[Start of section]

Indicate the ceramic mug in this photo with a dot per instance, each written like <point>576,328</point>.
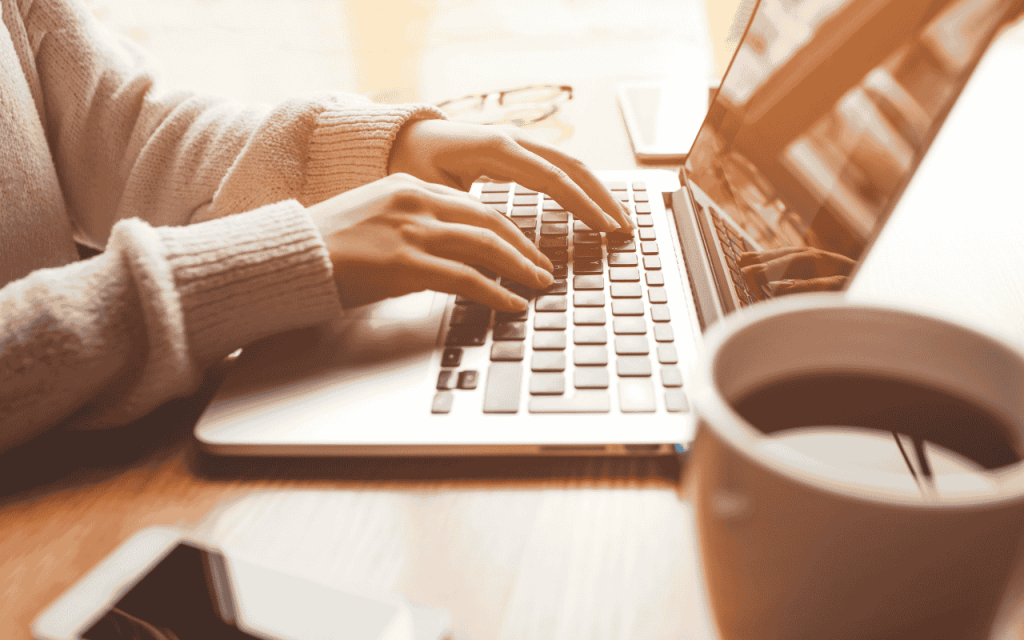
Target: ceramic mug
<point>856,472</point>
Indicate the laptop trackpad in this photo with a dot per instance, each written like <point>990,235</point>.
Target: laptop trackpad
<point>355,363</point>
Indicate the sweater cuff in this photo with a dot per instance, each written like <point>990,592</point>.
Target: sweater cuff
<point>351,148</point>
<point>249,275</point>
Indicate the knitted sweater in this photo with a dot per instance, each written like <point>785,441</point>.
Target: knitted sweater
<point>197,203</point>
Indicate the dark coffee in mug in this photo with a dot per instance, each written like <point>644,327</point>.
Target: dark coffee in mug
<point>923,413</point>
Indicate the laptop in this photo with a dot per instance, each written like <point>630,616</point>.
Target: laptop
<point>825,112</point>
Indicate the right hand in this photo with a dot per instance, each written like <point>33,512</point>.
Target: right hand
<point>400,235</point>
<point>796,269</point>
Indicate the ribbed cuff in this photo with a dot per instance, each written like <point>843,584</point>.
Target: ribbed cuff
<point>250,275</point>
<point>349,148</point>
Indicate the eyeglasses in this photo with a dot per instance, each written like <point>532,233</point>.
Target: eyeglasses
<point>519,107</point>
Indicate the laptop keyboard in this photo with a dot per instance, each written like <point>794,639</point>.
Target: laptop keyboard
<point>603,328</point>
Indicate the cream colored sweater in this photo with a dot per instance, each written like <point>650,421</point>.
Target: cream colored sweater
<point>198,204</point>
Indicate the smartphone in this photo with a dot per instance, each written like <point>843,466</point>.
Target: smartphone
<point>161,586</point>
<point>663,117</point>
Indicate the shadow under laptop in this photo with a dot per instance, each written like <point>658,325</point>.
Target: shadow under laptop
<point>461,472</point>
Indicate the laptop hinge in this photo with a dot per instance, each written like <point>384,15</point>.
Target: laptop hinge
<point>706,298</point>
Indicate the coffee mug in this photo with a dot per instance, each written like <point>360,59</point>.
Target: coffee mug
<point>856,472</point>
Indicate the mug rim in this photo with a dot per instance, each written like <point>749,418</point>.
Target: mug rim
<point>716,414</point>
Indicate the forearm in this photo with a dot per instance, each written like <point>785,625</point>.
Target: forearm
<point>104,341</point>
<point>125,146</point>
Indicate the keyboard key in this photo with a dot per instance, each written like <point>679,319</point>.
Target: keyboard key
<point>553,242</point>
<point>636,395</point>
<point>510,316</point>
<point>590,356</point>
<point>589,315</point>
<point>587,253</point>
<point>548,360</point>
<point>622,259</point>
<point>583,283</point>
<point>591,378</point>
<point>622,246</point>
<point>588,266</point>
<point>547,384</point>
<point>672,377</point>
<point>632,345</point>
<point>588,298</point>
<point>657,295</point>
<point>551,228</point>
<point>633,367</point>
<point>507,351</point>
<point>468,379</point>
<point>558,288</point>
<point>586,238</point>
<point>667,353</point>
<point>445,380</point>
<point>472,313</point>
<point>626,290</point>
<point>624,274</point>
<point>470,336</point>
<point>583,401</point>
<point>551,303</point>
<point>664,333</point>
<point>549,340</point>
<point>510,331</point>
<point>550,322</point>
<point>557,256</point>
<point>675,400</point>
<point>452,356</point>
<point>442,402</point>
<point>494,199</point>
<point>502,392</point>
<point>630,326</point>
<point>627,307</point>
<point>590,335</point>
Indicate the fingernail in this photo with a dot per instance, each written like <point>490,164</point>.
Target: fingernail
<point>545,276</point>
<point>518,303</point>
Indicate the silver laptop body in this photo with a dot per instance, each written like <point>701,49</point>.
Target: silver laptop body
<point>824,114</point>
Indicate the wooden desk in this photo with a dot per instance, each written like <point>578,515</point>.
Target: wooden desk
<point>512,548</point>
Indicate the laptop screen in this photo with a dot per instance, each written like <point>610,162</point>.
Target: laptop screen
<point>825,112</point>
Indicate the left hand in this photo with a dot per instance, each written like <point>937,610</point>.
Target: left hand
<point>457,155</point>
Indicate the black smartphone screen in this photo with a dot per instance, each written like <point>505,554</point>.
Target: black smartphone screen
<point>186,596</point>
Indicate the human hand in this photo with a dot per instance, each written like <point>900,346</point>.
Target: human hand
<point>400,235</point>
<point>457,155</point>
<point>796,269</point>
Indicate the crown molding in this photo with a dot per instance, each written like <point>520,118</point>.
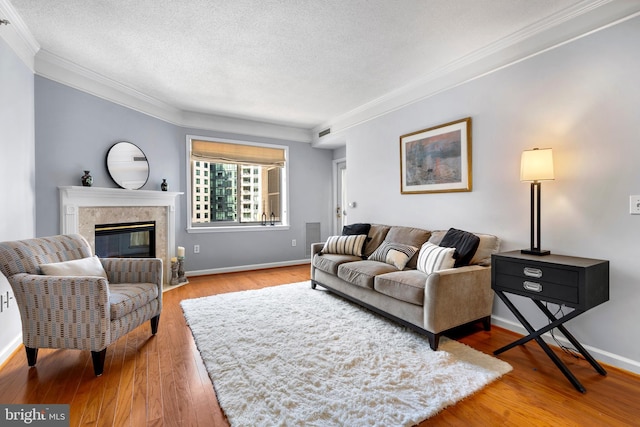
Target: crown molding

[End of section]

■ Directions for this task
Only lines holding the word "crown" are wanted; copy each one from the listing.

■ Completed exercise
Indicate the crown molding in this photo with a dot per instance, each written like <point>520,118</point>.
Target: crown molding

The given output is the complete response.